PROBLEM DETAILS = In the data that follows, find the line containing "Point out the white"; then quote that line and every line after it, exactly, through the last one.

═══ RECORDS SHOWN

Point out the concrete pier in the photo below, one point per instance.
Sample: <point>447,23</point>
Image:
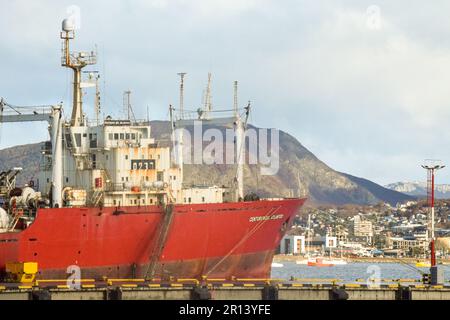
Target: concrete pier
<point>268,290</point>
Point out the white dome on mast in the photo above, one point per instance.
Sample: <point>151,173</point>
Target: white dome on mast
<point>68,25</point>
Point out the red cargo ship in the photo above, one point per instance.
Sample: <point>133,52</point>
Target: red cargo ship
<point>111,201</point>
<point>216,240</point>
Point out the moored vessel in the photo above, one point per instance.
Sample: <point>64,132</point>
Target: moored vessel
<point>110,200</point>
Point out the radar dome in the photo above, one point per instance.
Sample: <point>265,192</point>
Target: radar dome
<point>68,25</point>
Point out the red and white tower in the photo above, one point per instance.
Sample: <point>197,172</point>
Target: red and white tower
<point>431,166</point>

══════

THE RESPONSE =
Point out the white dome on mast in the photo above, one point per instance.
Sample: <point>151,173</point>
Target: white dome on mast
<point>68,25</point>
Point out the red cargo ship in the photo above, one point per instance.
Sample: <point>133,52</point>
Target: red cargo ship
<point>111,201</point>
<point>216,240</point>
Point out the moored vessel in the photo above, one point per instance.
Sample: <point>64,132</point>
Target: moored vessel
<point>110,200</point>
Point out the radar dome in the photo above, one point per instance.
Sample: <point>265,192</point>
Target: radar dome
<point>68,25</point>
Point out the red and white tower in the photo above, one point per instance.
Sample: <point>197,172</point>
Target: red and white tower
<point>431,166</point>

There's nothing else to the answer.